● TASKS TO PERFORM
1. In the excerpt on restoring a backup with rclone, which operating system does the writer's VPS run?
2. The excerpt on restoring a backup with rclone says several times what the guide is not. Give each of those statements.

● SUPPLIED TEXT
○ ○ ○ ○ ○ ○ ○
Me! Seriously, I wrote this for my own recall/notes in the future but I thought I'd share it
To really answer the question, this is for people who want to do something similar and can use this as a guide. It is not a "tool" per se. It is not designed to be an easy or user-friendly process.
I use Python to do it on a VPS. Python is super readable so it should be easy enough to (lightly) customize if you don't know Python. I would say this demonstration is for people who are willing to play around and learn it. It is not turn-key.
No idea! I am using a Debian VPS and my restore was from a macOS backup. I suspect any tool would work
You need rclone and FUSE so you can rclone mount. This is not a guide on either of those.
I am also assuming you've already set up rclone with B2 and/or an additional remote.
I also use the awsome tqdm
library but you can ignore that if you don't want it.
○ ○ ○ ○ ○ ○ ○
● SUPPLIED INFORMATION

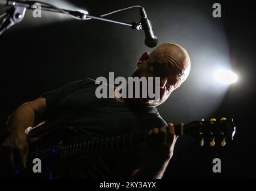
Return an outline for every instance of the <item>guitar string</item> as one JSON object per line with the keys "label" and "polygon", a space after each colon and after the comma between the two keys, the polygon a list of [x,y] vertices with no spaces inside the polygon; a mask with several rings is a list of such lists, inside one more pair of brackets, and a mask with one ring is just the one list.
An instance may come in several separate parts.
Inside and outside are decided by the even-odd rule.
○ ○ ○ ○ ○ ○ ○
● ANSWER LIST
1. Debian

2.
- It is not a "tool" per se.
- It is not designed to be an easy or user-friendly process.
- It is not turn-key.
- It is not a guide on rclone or FUSE.